● Exercise details
Please name the statute that the Vannett v. Cole syllabus below cites for a driver's duty to warn a pedestrian by bell or horn.

● Extract provided
········
Vannett v. Cole

Decision Date11 January 1919
Citation41 N.D. 260,170 N.W. 663
PartiesVANNETT v. COLE et al.
CourtNorth Dakota Supreme Court
OPINION TEXT STARTS HERE
Syllabus by the Court.

Under section 2972, Compiled Laws 1913, it is the duty of an auto driver who has observed a pedestrian about to cross a street crossing in front of his automobile, while operating the same upon the public streets of a city, to give warning of his approach by bell or by horn, if thereby injury can be avoided.

Under the doctrine of respondeat superior a husband is liable for the negligent operation of an automobile owned by him and driven by his wife with his full acquiescence and consent, for purposes of business or pleasure of the family.

In an action for personal injuries sustained by collision with an automobile, evidence held to require the submission of the question of defendant's negligence and plaintiff's contributory negligence to the jury.

Where the plaintiff in an action for injuries is struck and knocked down senseless by collision with an automobile, held, under the evidence, the maxim raised, res ipsa loquitur, does not apply.
········
● Supplied data
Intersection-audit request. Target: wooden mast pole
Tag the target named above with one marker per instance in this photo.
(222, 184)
········
● Correct response
Section 2972, Compiled Laws 1913.